- **TASK DETAILS**
Everything from the line holding "tower reflection shown in this photo?" through the last line below must be repeated exactly, and nothing else.

::::::

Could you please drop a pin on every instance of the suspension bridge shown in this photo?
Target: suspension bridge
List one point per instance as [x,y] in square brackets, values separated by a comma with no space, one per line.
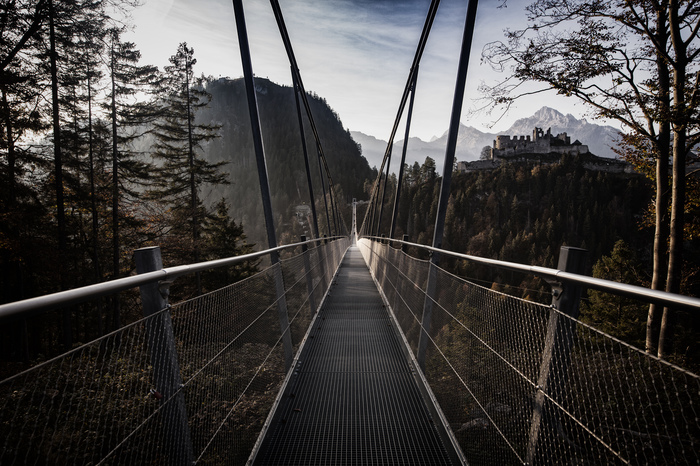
[351,349]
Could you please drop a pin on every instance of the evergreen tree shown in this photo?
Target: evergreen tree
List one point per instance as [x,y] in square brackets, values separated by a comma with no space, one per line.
[223,238]
[127,117]
[179,142]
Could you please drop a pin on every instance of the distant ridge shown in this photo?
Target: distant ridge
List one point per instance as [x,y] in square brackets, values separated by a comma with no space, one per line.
[470,141]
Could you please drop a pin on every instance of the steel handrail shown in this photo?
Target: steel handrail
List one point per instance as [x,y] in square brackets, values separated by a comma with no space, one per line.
[60,299]
[609,286]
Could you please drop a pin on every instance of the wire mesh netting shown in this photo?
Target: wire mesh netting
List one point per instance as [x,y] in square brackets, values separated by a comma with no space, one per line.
[511,395]
[118,400]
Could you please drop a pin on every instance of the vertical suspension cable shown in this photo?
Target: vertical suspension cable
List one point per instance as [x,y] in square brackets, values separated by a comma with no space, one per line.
[302,92]
[325,199]
[386,183]
[397,197]
[312,198]
[414,69]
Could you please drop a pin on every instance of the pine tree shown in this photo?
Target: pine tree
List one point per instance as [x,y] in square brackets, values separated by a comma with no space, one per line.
[180,140]
[127,117]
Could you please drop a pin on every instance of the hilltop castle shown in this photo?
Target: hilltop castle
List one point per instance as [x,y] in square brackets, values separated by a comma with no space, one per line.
[540,143]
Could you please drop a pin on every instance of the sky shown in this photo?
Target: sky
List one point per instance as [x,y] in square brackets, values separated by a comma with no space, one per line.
[354,53]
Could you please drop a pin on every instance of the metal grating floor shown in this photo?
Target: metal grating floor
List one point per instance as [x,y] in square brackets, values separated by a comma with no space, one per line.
[353,398]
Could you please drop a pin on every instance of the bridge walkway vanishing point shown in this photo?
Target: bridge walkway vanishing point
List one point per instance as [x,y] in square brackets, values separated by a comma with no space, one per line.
[354,396]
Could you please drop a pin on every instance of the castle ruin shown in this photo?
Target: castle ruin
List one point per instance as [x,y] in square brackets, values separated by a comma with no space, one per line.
[539,143]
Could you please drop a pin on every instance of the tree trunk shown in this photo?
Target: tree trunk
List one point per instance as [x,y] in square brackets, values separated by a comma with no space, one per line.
[93,203]
[660,267]
[115,194]
[11,156]
[675,257]
[193,181]
[58,173]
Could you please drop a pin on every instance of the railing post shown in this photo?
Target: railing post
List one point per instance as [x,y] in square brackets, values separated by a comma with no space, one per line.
[558,342]
[166,369]
[426,319]
[309,276]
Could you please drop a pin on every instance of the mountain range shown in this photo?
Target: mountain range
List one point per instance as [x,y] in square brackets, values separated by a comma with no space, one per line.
[599,138]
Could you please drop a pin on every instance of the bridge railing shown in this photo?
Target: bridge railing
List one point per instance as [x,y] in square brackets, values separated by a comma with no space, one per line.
[190,382]
[522,382]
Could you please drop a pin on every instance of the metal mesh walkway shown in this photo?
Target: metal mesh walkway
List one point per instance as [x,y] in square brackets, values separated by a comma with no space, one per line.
[353,397]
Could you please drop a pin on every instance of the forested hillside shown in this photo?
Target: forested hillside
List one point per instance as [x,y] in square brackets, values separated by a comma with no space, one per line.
[523,212]
[283,151]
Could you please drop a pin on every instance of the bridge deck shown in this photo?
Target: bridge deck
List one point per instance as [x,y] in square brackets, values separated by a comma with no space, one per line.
[354,398]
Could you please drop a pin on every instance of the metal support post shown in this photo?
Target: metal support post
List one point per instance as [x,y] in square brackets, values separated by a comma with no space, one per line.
[558,342]
[309,276]
[447,177]
[263,178]
[166,369]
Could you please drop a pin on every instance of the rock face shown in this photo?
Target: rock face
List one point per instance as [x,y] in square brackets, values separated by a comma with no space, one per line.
[471,141]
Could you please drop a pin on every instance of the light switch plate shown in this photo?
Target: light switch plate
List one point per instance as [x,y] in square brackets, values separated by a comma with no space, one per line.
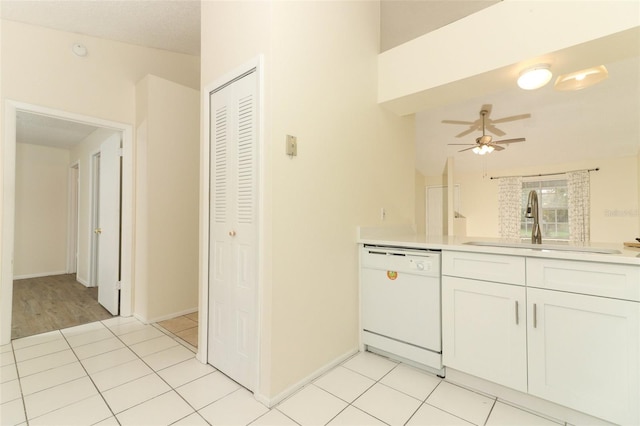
[292,145]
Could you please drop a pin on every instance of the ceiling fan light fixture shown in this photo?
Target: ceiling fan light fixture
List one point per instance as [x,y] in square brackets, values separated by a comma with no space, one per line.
[482,149]
[534,77]
[580,79]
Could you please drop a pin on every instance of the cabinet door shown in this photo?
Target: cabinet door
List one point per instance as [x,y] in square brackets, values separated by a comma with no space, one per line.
[484,331]
[583,353]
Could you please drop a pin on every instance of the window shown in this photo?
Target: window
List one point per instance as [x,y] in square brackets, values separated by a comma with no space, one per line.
[554,209]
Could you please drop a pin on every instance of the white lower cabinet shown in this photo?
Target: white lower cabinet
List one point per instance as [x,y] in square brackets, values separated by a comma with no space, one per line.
[484,331]
[577,350]
[583,353]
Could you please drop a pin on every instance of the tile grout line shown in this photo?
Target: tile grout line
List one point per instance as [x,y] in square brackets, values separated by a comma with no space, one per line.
[15,365]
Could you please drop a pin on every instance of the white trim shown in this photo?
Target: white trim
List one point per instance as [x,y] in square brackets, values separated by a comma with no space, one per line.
[39,275]
[72,218]
[82,281]
[94,207]
[270,402]
[8,204]
[173,315]
[203,316]
[522,400]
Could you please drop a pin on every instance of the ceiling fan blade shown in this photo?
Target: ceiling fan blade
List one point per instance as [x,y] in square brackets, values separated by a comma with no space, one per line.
[466,149]
[510,140]
[467,123]
[493,129]
[511,118]
[466,132]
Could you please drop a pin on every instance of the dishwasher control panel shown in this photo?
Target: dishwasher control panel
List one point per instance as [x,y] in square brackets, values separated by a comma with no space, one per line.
[421,262]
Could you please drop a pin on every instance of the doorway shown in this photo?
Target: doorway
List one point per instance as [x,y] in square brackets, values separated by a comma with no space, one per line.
[12,110]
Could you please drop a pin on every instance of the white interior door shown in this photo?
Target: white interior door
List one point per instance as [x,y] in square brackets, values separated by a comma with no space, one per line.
[108,231]
[232,339]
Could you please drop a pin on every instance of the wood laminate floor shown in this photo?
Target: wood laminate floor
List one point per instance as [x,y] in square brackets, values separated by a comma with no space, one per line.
[51,303]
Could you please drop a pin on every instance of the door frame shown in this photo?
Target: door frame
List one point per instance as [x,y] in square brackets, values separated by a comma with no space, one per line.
[94,203]
[11,109]
[72,225]
[205,169]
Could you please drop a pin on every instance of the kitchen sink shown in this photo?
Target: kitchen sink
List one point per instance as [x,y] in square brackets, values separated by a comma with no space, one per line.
[545,247]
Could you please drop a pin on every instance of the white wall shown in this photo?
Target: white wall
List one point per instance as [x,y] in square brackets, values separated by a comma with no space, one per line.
[82,154]
[353,159]
[41,211]
[614,197]
[167,200]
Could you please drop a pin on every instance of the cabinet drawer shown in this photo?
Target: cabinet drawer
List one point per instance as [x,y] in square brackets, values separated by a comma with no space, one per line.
[486,267]
[598,279]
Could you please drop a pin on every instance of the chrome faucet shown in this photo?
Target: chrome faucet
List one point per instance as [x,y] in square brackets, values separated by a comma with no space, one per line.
[532,212]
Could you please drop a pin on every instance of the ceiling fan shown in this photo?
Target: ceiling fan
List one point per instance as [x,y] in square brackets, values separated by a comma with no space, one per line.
[485,143]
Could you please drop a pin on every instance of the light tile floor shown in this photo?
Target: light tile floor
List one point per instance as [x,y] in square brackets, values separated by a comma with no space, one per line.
[122,372]
[185,327]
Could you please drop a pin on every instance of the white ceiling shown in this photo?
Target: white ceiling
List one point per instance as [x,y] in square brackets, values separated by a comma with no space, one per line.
[172,25]
[597,122]
[38,129]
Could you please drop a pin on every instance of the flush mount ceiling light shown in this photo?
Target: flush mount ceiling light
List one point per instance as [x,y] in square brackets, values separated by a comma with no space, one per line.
[580,79]
[79,50]
[534,77]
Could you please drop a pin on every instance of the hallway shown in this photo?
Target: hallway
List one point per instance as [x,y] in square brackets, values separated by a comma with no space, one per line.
[54,302]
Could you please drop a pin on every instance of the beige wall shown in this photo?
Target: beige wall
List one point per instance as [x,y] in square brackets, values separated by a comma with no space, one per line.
[81,154]
[353,159]
[41,211]
[167,182]
[516,37]
[39,68]
[614,197]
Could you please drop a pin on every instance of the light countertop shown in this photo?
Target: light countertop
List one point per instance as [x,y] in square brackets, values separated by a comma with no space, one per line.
[405,237]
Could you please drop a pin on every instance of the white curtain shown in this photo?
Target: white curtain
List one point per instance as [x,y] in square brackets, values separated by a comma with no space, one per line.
[509,206]
[579,202]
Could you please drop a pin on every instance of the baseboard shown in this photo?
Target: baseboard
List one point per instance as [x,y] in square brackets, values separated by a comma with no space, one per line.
[169,316]
[38,275]
[270,402]
[83,281]
[551,410]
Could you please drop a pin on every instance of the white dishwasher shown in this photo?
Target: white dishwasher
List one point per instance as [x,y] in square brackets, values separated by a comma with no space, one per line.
[400,304]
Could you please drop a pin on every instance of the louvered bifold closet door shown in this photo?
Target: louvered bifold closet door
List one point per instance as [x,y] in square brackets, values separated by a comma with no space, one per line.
[233,182]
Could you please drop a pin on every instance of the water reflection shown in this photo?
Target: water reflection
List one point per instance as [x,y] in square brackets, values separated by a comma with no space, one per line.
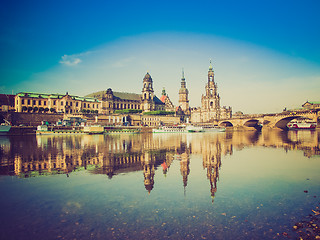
[117,154]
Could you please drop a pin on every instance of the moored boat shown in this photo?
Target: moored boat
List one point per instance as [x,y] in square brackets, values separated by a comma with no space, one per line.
[192,128]
[170,129]
[213,129]
[302,124]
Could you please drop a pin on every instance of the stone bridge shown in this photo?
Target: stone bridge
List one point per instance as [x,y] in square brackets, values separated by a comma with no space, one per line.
[278,120]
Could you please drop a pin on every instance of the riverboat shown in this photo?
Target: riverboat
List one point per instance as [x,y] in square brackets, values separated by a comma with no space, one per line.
[213,129]
[170,129]
[192,128]
[302,125]
[44,130]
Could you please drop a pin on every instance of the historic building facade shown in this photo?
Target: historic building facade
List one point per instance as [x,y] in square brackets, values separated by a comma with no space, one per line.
[210,103]
[55,103]
[166,100]
[146,101]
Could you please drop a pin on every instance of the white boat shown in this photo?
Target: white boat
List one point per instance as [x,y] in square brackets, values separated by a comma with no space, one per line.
[213,129]
[170,129]
[302,124]
[192,128]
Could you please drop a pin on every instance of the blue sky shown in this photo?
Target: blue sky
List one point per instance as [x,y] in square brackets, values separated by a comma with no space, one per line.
[265,53]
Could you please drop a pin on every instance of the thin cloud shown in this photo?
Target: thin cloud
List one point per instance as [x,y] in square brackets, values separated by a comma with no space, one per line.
[70,60]
[123,62]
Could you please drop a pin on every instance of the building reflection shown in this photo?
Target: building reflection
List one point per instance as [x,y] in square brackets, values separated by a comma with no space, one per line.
[111,155]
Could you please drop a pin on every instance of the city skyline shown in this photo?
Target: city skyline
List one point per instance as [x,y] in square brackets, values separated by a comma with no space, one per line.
[265,55]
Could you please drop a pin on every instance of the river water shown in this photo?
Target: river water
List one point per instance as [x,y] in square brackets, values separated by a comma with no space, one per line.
[232,185]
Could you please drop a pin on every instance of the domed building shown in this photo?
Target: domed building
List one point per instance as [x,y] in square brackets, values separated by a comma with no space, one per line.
[210,103]
[144,102]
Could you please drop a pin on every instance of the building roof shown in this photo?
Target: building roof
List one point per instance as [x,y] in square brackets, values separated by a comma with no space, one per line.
[124,96]
[55,96]
[163,98]
[157,100]
[7,99]
[120,95]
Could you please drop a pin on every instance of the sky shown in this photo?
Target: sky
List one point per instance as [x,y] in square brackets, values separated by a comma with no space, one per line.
[265,54]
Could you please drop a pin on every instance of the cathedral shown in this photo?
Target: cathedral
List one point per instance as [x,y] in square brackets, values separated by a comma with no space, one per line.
[144,102]
[108,102]
[210,103]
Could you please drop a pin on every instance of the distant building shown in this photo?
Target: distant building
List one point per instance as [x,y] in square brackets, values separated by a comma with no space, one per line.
[166,100]
[6,102]
[146,101]
[311,105]
[55,103]
[210,103]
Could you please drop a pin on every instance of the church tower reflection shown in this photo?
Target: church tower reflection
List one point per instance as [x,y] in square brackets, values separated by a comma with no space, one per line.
[148,171]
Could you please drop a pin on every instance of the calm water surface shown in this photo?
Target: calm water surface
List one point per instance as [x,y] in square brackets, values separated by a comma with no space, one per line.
[234,185]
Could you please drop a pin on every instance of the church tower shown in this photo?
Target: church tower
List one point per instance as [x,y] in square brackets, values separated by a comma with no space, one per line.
[211,100]
[147,103]
[183,94]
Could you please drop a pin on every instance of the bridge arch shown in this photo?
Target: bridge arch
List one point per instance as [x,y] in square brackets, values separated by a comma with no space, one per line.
[225,124]
[282,123]
[251,123]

::::::

- **SOLUTION FOR THIS TASK**
Could you please drop a pin on every instance of the church tower reflection shown in this photo?
Target: church tower reflection
List one point per instance as [x,y] in square brackets, values separated by a comma with no space, one per line.
[148,171]
Could you please drop a pin on every instance of the calm water surface shown in this photo?
Target: calm water surface
List one point per instance as [x,y] in square brackets, values separated by a comma with no space, one per line.
[234,185]
Could you please drop a pin on every instance of the church tower shown in this photo?
Target: church tower
List one point per instance as [x,y] in square brackets, values separated by a comma with no space, one per line.
[211,100]
[147,103]
[183,94]
Could you please drop a pin on every instance of the bridge arch shown in this photo?
Target: bridge arch
List one point per instance as [x,y] in square brackets, values separated by a comma with no space, one per line.
[225,124]
[282,123]
[251,123]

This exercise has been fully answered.